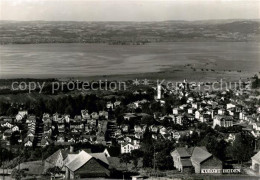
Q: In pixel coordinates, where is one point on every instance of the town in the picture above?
(145, 131)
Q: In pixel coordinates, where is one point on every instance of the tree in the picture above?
(243, 148)
(148, 120)
(125, 158)
(136, 155)
(53, 171)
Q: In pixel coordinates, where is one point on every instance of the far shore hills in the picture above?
(129, 33)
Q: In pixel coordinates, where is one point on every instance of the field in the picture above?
(173, 60)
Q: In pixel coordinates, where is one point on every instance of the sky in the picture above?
(128, 10)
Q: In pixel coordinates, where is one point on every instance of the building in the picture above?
(222, 121)
(181, 159)
(195, 158)
(256, 163)
(159, 92)
(127, 147)
(87, 165)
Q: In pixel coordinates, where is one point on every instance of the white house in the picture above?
(128, 147)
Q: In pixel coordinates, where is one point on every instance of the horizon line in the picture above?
(234, 19)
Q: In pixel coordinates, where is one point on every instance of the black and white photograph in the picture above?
(130, 89)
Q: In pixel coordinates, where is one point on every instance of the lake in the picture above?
(68, 60)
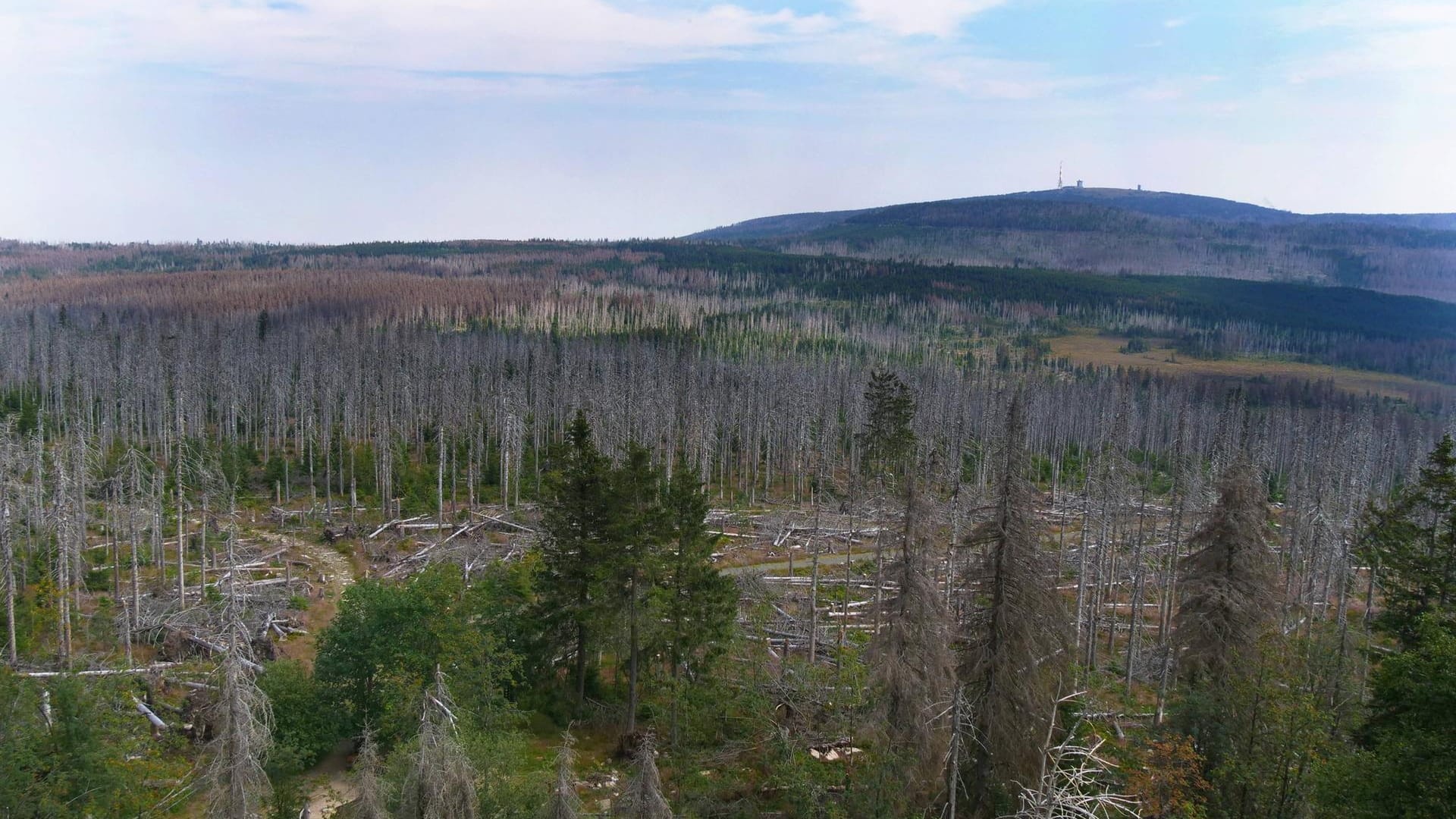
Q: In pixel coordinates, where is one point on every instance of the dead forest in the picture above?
(580, 529)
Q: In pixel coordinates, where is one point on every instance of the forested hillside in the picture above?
(657, 529)
(1112, 231)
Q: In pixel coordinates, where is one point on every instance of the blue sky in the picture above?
(341, 120)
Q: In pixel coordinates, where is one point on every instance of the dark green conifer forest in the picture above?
(482, 529)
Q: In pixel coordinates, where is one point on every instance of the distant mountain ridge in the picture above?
(1150, 203)
(1112, 231)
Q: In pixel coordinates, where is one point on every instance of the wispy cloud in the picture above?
(1375, 38)
(937, 18)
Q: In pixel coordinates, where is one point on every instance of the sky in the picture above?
(351, 120)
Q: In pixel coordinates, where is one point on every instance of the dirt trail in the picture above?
(329, 784)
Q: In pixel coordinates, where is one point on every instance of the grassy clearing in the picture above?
(1087, 347)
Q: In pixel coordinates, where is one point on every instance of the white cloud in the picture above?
(1411, 39)
(937, 18)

───

§ **Directions**
Rescale everything from the line containing "white cloud in the picture above?" down through the end of the records, reproducing every line, request included. Multiply each coordinate in the answers by 1.8 and round to the nearest whole number, with halves rounded up.

§ **Solution to the exercise**
Q: In pixel coordinates, where is one point on every instance of the white cloud in the picture above?
(2540, 70)
(1687, 32)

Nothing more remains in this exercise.